▶ Извлечённый текст
╔══

После съезда сидение на «кухнях» стало напоминать работу на конвейере — то одно эпохальное выступление члена Политбюро, то другое, то речь В. В. Щербицкого на открытии бюста Л. И. Брежневу в Днепропетровске, то вразумление генерального секретаря Французской компартии Жоржа Марше по поводу «еврокоммунизма», то поиски объяснений, что имел в виду Ленин, когда говорил о развитом или зрелом социализме.

Но в первую очередь пришлось заняться другим докладом. Г. Л. Смирнов, которого утвердили наконец-то первым заместителем завотдела пропаганды, торжественно объявил: «Тебе, Иван, поручается особо ответственная работа — подготовить для Ю. В. Андропова доклад к очередной ленинской годовщине». Я не обратил особого внимания на предупреждение «не вести своей игры», все контакты с Андроповым осуществлять только через него, Смирнова, и вообще — там с вами будут работать люди Юрия Владимировича, а это — «сам понимаешь».

╚══

Извлечённые материалы:
╔══

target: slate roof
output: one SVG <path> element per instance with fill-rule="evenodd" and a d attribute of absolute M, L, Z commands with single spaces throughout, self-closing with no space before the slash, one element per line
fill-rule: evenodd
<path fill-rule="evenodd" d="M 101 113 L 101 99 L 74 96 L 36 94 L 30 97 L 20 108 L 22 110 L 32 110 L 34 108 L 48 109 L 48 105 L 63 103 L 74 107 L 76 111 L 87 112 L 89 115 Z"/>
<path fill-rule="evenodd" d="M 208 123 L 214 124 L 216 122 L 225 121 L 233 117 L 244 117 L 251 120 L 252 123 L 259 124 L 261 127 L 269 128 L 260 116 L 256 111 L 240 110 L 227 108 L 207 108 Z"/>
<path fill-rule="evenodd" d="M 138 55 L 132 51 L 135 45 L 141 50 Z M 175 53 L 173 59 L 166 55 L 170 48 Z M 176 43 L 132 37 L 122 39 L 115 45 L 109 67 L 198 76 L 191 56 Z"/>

╚══

▶ Что сделать
a – На какую должность, согласно отрывку о работе над докладами, наконец утвердили Г. Л. Смирнова?
b – Процитируйте дословно отрывок о работе над докладами: всё от слов «После съезда сидение» и до слов «или зрелом социализме.».
c – Напишите, что идёт дальше в отрывке о работе над докладами, начиная после его последнего предложения.

▶ Набор ответов
a – Первым заместителем завотдела пропаганды.

b –
После съезда сидение на «кухнях» стало напоминать работу на конвейере — то одно эпохальное выступление члена Политбюро, то другое, то речь В. В. Щербицкого на открытии бюста Л. И. Брежневу в Днепропетровске, то вразумление генерального секретаря Французской компартии Жоржа Марше по поводу «еврокоммунизма», то поиски объяснений, что имел в виду Ленин, когда говорил о развитом или зрелом социализме.

c –
Мы опять отправились в Подмосковье, на этот раз в Горки-10, на дачу, которую когда-то построил Савва Морозов для великой актрисы М. Ф. Андреевой, ставшей затем женой Максима Горького. Дача была не сравнима с мрачным жилищем Сталина — двухэтажный дом как бы парил над землей на высоком берегу Москвы-реки. Светлая красота открывалась из его широченных окон. Казалось, ничего лишнего, ничего тяжелого в архитектуре дома просто не может быть. На этой даче жил последние годы и скончался пролетарский писатель, где-то здесь, у ее подъезда, заснул в сугробе, простыл и умер его сын, сюда наезжал «друг семьи» Генрих Ягода, здесь писалась картина «Сталин и Ворошилов у постели умирающего Горького», украшавшая все хрестоматии. Теперь эта дача перестроена, а тогда, в 1976 году, еще сохранялась в прежнем виде — в столовой висела громадная квадратная люстра, правда, задрапированная, на полу в кабинете Горького лежал ковер, в ворсе которого тонула нога, а в комнате, где творилась всенароднолюбимая картина, стоял отделанный карельской березой «Стенвей», очевидно, еще дар Саввы Морозова подруге сердца. Наследием новых времен было то, что мраморные вазоны, украшавшие балюстраду междуэтажной лестницы, покрасили сероватой масляной краской, которую нужно было отколупнуть, чтобы увидеть дивную красоту материала. На фасаде дачи сияла табличка: «Здесь с… по… жил великий советский писатель Максим Горький», но редкий человек видел эту табличку — дача была «режимной» и охранялась не хуже, чем сталинская.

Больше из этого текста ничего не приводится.